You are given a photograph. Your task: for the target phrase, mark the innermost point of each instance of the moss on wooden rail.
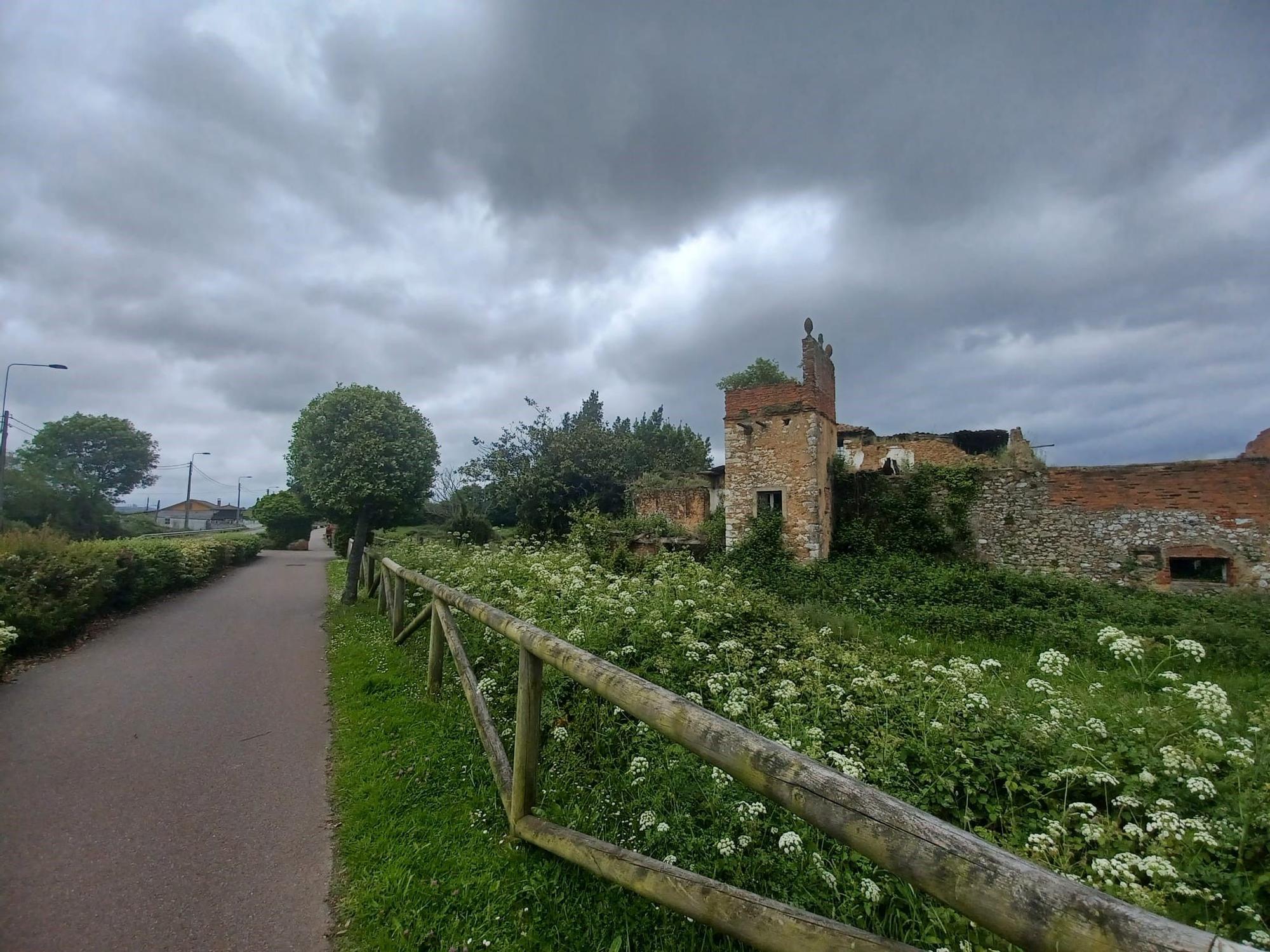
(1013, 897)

* * *

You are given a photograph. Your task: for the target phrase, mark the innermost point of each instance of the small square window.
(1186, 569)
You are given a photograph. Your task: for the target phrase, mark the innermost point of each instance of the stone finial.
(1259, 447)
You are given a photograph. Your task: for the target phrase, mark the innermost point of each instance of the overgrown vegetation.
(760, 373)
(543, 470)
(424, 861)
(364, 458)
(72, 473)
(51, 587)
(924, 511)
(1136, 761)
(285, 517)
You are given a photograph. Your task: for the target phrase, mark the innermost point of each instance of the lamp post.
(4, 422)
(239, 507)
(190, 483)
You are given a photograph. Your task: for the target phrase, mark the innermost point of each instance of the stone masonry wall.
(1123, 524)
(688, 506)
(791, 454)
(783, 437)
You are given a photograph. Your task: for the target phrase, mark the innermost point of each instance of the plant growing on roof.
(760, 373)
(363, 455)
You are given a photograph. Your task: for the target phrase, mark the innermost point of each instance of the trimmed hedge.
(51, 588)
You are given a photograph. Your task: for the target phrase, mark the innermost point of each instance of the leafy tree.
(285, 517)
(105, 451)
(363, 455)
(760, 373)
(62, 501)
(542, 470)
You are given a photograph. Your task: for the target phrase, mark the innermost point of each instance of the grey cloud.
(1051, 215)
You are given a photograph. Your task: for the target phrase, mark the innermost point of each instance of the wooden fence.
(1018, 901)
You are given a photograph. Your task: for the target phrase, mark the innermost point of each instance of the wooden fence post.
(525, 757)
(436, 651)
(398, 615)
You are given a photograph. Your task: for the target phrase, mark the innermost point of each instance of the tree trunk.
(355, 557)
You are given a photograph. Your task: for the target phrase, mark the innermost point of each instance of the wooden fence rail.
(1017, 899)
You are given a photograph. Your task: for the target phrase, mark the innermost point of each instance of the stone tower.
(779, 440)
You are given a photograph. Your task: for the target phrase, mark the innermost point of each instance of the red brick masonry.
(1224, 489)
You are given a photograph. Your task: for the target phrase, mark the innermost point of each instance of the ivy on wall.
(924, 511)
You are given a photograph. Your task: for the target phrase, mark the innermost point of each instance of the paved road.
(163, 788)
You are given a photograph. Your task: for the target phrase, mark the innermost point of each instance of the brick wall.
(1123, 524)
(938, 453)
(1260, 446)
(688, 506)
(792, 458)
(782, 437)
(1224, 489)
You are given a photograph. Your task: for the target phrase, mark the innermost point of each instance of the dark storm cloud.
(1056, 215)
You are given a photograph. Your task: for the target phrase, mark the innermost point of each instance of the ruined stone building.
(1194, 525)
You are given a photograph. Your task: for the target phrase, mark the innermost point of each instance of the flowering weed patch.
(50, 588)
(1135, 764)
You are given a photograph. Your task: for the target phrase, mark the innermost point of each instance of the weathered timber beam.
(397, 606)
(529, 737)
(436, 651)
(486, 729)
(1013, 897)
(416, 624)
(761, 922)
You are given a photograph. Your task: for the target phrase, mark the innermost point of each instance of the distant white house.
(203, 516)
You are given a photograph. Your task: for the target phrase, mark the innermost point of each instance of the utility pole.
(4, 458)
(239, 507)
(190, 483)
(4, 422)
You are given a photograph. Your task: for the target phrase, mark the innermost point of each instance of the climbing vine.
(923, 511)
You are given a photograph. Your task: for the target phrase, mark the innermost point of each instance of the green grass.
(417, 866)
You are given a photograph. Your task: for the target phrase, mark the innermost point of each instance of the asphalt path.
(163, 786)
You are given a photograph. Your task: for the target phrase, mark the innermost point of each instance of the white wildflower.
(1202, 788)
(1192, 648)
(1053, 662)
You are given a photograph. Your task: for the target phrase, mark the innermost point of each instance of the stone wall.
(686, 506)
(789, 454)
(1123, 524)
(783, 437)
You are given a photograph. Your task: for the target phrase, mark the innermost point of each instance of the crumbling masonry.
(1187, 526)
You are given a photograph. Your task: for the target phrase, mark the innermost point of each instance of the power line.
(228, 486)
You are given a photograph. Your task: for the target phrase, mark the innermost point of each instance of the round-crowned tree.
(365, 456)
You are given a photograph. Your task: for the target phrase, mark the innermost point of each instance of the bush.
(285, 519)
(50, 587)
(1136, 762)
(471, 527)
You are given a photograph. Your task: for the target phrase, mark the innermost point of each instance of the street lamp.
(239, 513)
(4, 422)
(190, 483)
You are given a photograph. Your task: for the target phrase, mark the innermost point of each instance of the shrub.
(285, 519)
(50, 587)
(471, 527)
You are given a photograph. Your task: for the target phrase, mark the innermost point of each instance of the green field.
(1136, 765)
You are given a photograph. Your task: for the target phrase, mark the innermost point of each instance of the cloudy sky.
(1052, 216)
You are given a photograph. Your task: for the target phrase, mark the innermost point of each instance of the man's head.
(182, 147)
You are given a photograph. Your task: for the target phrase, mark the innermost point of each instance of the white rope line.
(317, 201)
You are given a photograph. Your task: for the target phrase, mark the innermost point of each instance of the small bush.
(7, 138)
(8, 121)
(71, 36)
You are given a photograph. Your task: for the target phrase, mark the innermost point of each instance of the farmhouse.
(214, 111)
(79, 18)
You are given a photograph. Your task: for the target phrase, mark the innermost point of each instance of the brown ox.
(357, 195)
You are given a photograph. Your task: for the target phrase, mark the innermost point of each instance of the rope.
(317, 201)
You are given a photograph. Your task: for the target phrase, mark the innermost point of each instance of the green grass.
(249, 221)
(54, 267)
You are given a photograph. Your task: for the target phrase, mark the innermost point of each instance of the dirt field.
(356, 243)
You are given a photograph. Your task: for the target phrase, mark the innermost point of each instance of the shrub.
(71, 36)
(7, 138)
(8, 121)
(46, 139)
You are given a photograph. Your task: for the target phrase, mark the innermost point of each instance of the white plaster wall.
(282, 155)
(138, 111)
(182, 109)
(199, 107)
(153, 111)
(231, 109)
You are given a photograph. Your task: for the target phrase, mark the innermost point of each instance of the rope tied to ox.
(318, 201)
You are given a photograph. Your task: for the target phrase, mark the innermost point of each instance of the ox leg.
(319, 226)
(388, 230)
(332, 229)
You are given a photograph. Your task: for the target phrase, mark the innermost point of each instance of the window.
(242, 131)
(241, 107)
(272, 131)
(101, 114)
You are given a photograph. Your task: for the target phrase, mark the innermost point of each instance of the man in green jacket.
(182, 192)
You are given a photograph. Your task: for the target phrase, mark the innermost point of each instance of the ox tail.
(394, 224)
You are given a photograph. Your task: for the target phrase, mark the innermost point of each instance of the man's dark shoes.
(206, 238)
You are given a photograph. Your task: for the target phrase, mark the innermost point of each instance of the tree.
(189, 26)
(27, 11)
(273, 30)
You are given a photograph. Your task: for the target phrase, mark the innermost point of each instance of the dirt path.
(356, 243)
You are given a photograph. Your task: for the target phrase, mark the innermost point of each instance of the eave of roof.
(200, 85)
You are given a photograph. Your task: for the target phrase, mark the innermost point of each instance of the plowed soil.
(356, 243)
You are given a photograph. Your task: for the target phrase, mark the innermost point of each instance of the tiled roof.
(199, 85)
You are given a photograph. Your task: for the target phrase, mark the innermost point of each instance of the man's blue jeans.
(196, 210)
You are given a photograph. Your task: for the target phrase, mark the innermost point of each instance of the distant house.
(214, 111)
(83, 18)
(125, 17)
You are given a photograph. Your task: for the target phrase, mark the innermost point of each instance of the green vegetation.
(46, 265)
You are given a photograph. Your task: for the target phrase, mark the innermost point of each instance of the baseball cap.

---

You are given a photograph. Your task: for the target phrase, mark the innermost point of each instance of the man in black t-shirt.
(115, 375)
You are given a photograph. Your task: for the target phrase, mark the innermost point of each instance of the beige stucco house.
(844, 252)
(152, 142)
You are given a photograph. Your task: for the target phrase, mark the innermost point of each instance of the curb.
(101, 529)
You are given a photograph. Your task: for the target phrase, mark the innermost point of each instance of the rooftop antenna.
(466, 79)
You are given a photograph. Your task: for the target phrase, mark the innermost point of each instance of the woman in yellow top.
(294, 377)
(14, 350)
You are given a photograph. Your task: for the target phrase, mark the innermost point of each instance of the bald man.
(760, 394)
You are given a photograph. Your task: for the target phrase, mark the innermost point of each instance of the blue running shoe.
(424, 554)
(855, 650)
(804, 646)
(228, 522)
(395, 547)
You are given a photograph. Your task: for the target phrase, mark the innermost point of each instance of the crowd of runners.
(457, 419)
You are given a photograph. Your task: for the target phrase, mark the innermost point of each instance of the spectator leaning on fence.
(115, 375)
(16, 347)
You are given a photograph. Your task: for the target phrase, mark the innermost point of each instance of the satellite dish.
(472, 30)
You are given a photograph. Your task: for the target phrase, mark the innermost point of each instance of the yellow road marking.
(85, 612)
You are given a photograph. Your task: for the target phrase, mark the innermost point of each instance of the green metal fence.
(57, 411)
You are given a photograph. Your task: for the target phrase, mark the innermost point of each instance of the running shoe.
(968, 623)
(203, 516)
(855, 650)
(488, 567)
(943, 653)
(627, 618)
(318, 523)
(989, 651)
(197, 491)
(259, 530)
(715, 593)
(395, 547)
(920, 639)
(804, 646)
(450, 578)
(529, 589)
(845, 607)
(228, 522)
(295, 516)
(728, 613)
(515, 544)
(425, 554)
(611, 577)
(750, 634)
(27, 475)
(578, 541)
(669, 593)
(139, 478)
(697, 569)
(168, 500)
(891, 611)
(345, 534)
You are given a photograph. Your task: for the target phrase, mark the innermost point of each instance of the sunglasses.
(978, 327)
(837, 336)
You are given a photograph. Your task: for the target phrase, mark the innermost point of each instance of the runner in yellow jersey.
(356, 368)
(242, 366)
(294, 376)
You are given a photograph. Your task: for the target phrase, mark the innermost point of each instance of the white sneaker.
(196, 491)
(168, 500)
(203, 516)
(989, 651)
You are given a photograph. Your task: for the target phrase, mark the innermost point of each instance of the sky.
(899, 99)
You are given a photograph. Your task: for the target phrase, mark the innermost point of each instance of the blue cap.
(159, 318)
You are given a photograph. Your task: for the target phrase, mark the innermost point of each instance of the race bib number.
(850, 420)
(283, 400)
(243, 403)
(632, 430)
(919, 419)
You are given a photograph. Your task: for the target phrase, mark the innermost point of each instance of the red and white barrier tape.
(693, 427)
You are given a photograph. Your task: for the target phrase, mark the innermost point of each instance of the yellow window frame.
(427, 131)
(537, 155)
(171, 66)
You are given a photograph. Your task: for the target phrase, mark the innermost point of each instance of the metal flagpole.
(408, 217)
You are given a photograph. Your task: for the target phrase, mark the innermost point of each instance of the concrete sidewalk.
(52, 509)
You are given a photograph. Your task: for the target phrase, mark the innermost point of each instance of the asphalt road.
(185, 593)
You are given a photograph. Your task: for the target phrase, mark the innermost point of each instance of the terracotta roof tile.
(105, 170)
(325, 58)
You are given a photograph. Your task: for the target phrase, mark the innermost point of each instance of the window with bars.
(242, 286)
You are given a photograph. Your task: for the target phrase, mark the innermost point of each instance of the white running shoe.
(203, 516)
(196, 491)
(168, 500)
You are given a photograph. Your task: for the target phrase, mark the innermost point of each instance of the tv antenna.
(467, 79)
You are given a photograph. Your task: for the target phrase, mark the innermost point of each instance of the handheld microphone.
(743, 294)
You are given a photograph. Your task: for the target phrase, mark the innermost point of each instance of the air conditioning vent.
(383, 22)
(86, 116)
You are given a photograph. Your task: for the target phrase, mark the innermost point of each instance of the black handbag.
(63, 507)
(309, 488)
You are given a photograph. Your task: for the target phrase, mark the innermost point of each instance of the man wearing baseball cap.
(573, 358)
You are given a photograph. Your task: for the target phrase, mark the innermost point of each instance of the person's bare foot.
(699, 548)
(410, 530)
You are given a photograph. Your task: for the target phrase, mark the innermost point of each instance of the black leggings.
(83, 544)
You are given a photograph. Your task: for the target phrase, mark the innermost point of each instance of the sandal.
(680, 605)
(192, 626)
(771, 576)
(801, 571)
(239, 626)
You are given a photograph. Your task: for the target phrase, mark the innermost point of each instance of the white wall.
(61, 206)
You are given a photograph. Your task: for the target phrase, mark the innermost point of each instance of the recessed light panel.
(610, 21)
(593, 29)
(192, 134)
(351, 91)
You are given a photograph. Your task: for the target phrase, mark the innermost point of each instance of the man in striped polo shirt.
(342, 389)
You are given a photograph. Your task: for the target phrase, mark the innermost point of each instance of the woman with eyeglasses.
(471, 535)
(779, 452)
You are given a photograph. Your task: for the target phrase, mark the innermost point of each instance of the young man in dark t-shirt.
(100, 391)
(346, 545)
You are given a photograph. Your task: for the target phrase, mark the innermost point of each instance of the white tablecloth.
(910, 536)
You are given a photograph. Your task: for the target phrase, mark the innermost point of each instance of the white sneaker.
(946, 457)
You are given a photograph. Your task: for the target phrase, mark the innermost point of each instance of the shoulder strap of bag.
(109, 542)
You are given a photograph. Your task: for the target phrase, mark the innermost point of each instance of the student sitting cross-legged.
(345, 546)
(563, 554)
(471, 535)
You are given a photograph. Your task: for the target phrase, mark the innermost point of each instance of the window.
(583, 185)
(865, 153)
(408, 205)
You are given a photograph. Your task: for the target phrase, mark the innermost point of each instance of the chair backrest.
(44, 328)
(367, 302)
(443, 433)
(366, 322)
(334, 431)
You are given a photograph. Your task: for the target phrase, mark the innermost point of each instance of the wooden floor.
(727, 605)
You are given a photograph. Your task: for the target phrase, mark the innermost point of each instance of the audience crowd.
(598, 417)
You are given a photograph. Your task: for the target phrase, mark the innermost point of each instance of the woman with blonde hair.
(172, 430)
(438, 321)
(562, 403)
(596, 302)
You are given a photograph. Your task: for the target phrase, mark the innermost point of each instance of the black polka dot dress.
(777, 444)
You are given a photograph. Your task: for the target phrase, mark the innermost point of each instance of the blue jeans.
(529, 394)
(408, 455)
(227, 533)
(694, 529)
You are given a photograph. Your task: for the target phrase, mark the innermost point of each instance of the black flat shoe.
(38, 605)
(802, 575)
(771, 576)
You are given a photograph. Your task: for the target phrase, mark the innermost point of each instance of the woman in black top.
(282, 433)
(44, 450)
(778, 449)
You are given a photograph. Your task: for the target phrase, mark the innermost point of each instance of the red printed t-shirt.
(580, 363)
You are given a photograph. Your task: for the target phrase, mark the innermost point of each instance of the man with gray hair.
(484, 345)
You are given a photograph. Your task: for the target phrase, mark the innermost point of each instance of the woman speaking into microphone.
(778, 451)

# Do this
Which rows contain the word "dark"? Copy each one in full.

# Correct result
You are given a photograph. Your task: for the target phrase, mark the innermost point of each instance of the dark storm cloud.
You are given a photograph. Your task: for the target phrase, mark the innermost point of each instance of the man's dark shoes.
You are given a photograph. Your task: for the target phrase, mark the innermost point of each instance of the young man in dark t-shirt.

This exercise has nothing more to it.